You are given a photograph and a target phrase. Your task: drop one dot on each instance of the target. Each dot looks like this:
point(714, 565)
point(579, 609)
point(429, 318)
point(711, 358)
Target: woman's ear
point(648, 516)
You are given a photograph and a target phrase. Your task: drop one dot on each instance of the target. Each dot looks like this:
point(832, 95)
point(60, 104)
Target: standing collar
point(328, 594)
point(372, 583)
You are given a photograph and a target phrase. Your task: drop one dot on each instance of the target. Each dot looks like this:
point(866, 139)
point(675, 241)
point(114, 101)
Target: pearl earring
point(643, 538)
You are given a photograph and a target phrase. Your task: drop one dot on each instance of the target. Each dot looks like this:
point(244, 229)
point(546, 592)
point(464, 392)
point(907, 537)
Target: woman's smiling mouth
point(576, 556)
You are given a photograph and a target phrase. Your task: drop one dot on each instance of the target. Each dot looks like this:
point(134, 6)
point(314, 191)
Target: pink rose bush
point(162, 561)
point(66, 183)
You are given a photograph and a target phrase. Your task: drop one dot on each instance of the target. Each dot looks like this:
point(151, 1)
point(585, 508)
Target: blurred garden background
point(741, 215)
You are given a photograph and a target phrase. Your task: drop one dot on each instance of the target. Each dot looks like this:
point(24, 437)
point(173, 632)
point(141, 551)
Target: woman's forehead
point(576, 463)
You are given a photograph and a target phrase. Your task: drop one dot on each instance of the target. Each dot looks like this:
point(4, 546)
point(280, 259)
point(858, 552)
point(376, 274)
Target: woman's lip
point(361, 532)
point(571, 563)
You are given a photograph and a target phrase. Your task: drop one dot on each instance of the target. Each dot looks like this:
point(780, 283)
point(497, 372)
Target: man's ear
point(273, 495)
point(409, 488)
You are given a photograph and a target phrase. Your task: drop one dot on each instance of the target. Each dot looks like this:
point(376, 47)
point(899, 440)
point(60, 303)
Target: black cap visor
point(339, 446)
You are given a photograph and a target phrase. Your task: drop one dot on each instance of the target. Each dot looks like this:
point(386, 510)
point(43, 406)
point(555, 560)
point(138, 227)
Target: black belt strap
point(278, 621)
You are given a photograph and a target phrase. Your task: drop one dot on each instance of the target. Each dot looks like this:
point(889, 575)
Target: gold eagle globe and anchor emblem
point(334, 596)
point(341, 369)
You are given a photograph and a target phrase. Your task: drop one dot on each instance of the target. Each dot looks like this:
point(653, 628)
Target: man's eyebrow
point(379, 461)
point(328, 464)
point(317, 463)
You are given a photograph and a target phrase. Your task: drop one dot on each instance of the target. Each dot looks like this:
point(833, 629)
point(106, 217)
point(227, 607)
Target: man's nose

Given problem
Render every row above as a JSON list of strings, one string per line and no blank lines.

Exercise solution
[
  "You are given a photograph and a target phrase. Your task: drop one dot on each instance of the target. Each dot looks like this:",
  "point(714, 565)",
  "point(579, 609)",
  "point(429, 318)",
  "point(711, 358)",
  "Target: woman's ear",
  "point(648, 516)",
  "You are given a photograph and a target phrase. Your task: drop one dot on each instance of the target. Each dot looks like this:",
  "point(832, 95)",
  "point(60, 104)",
  "Target: standing collar",
  "point(328, 594)",
  "point(372, 583)",
  "You are given a photograph and a target phrase. Your task: drop one dot on each instance of the target. Each dot looks like this:",
  "point(866, 139)",
  "point(675, 241)",
  "point(114, 101)",
  "Target: pearl earring",
  "point(643, 538)",
  "You are given a photograph and a target phrase. Your task: drop one dot on each instance of the target. Each dot looks like this:",
  "point(244, 229)",
  "point(546, 592)",
  "point(464, 392)",
  "point(907, 537)",
  "Target: woman's smiling mouth",
  "point(576, 556)",
  "You are given a photograph and a target phrase. Your task: drop one dot on each instance of the target. Each dot looks like this:",
  "point(134, 6)",
  "point(314, 191)",
  "Target: pink rose bush",
  "point(162, 561)",
  "point(66, 183)",
  "You are given a photograph and a target phrase. Your task: drop one dot on each instance of the target. Each dot looks like this:",
  "point(151, 1)",
  "point(585, 508)",
  "Target: blurred garden background",
  "point(741, 215)",
  "You are given a photograph and a target phrase. Your task: drop one dot on each instance of the target. Each dot looks like this:",
  "point(24, 437)",
  "point(173, 632)",
  "point(141, 551)",
  "Target: woman's forehead",
  "point(576, 463)",
  "You are given a photograph and a target phrase. Your task: drop one dot on each instance of the target. Each dot looks like this:",
  "point(4, 546)",
  "point(280, 259)",
  "point(858, 552)",
  "point(376, 274)",
  "Target: woman's lip",
  "point(361, 532)",
  "point(571, 563)",
  "You are given a photograph and a target phrase. Your task: drop one dot on each instance of the target. Each dot looks like this:",
  "point(780, 283)",
  "point(497, 372)",
  "Target: man's ear",
  "point(273, 495)",
  "point(409, 488)",
  "You are given a photograph and a target phrase. Your task: drop one dot on each instance of the target. Each dot looks like this:",
  "point(376, 47)",
  "point(899, 440)",
  "point(60, 303)",
  "Target: black cap visor",
  "point(339, 446)",
  "You are given a photograph and a target phrase. Your task: drop one dot on each instance of the target. Each dot looks like this:",
  "point(386, 510)",
  "point(43, 406)",
  "point(555, 560)",
  "point(138, 227)",
  "Target: black belt strap",
  "point(278, 621)",
  "You are given a photograph and a target phrase. Your task: drop one dot on each instance of the target. Each dot looks like this:",
  "point(889, 575)",
  "Target: gold eagle globe and anchor emblem",
  "point(334, 596)",
  "point(341, 369)",
  "You are given a photograph and a target phrase. Your task: drop one dot on each instance of the target. Each dot looks like this:",
  "point(653, 628)",
  "Target: man's eyebrow",
  "point(379, 461)",
  "point(328, 464)",
  "point(317, 463)",
  "You are given a photograph and a target phrase. Your task: drop one dot on each instance of the target. Each dot looks like this:",
  "point(833, 629)",
  "point(106, 217)",
  "point(227, 607)",
  "Target: man's nose"
]